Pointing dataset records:
§
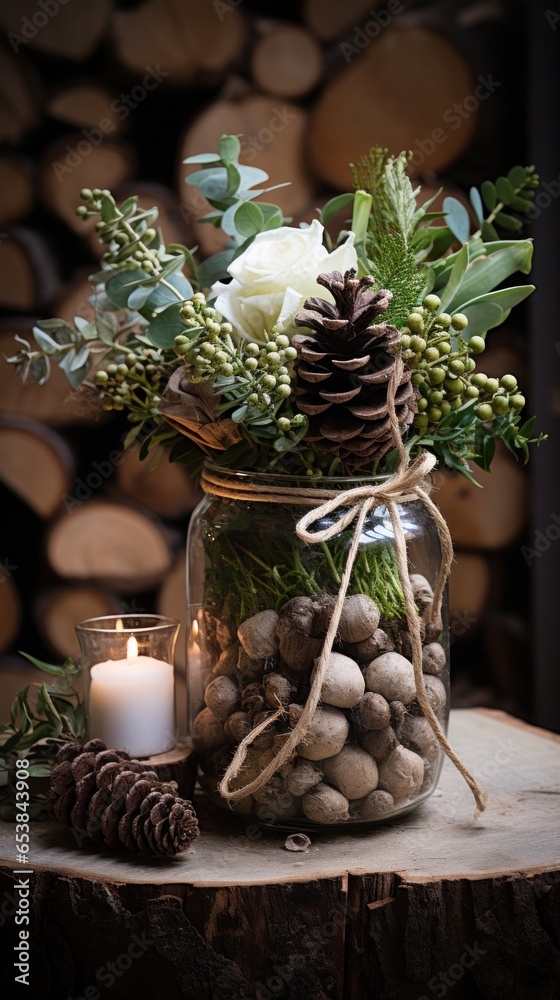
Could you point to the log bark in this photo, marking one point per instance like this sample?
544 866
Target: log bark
17 195
395 913
382 97
272 138
329 20
35 463
10 608
73 163
71 31
167 490
109 543
491 518
286 60
53 403
186 39
85 105
28 279
19 94
56 612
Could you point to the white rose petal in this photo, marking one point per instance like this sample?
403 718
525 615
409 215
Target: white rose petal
275 275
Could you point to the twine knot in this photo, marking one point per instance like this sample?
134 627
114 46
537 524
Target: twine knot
406 484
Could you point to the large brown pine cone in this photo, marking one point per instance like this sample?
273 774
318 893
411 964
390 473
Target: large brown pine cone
118 801
343 370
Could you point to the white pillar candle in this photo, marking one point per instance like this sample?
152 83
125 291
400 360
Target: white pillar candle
131 703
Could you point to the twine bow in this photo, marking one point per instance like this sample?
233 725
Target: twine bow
407 483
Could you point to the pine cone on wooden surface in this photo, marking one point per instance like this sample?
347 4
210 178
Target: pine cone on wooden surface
343 370
118 801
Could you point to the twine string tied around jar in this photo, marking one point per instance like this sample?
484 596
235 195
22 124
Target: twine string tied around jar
407 483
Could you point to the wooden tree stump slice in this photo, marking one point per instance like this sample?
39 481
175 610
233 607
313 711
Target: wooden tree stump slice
19 92
383 97
58 611
71 31
10 611
35 463
185 39
86 105
73 163
287 61
109 543
167 490
28 279
271 133
491 518
329 20
53 403
371 914
17 196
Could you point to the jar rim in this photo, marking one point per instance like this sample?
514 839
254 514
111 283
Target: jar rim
322 482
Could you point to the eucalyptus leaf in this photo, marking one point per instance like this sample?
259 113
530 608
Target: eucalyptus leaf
476 202
485 273
457 219
166 325
229 148
489 194
119 286
456 276
249 219
45 342
334 205
215 268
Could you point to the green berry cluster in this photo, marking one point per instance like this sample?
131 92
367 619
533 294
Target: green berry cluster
127 248
444 368
259 374
132 381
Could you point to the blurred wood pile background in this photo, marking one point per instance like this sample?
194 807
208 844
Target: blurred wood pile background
117 95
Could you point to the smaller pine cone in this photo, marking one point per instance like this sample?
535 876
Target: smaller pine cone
118 801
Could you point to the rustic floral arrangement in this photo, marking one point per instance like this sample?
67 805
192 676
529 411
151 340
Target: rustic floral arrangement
291 353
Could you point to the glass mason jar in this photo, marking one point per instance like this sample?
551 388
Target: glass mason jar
369 754
129 687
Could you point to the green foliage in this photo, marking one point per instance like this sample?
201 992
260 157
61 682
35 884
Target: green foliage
228 186
516 192
42 718
393 266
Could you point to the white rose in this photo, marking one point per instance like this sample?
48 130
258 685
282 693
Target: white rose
275 275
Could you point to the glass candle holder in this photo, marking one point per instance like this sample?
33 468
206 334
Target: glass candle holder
129 688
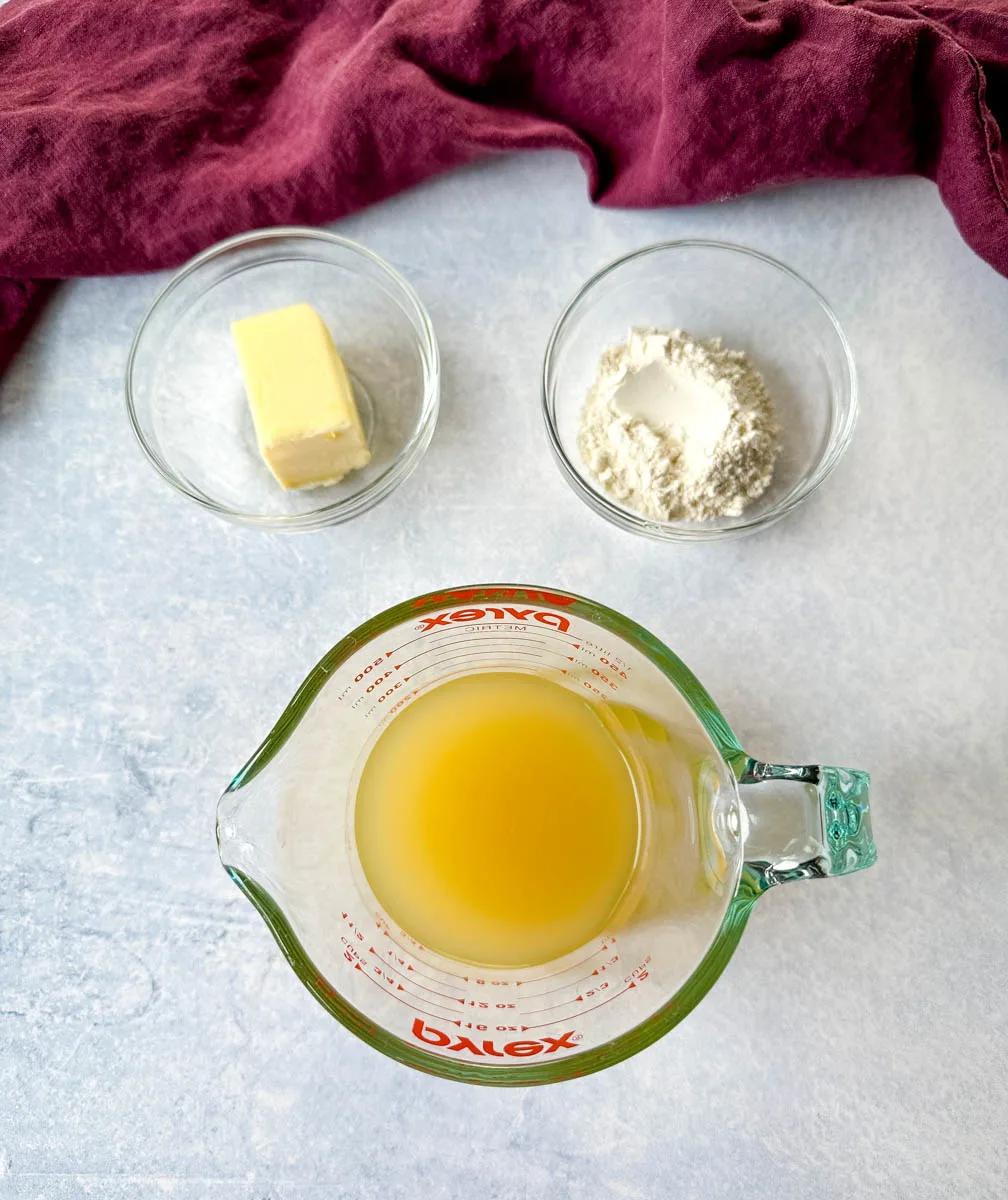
§
**Required task**
Write out verbatim the rows beginning at the line that contains "Could you point to the green foliage" and ending at the end of the rows, both ends included. Leave the pictures out of your answer.

**Finished exercise**
Could you point to the green foliage in this photo, marking one point per instance like this sample?
201 992
260 157
61 682
35 884
Target: green foliage
228 186
516 192
42 718
393 266
Could you point to the white rose in this photo, marking one point per instance like this sample?
48 130
258 685
282 693
Target: white rose
275 275
Could you point to the glass candle holder in this photo, marking one point per instance like this sample?
33 468
206 334
Target: glass candle holder
129 688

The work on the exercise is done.